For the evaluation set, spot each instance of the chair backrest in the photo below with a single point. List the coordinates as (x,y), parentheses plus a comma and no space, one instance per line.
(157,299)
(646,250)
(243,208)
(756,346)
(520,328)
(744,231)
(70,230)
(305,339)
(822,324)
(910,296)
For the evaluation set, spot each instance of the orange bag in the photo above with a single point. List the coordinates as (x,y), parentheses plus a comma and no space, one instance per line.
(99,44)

##########

** What the task requires **
Rewrite the entries above with every "evaluation set" replaced by "test set" and nothing else changed.

** Exercise output **
For the test set, spot each instance of the chair backrest in the photo below with a single point. List the coordinates as (x,y), parentheses plus a comma and no space, one instance per line.
(157,299)
(646,250)
(243,208)
(756,346)
(520,328)
(744,231)
(70,230)
(305,339)
(822,324)
(910,296)
For the test set, spot each instance of the orange bag in the photo above with a single point. List the coordinates as (x,y), parentheses plus a comma and no space, one instance per line.
(99,44)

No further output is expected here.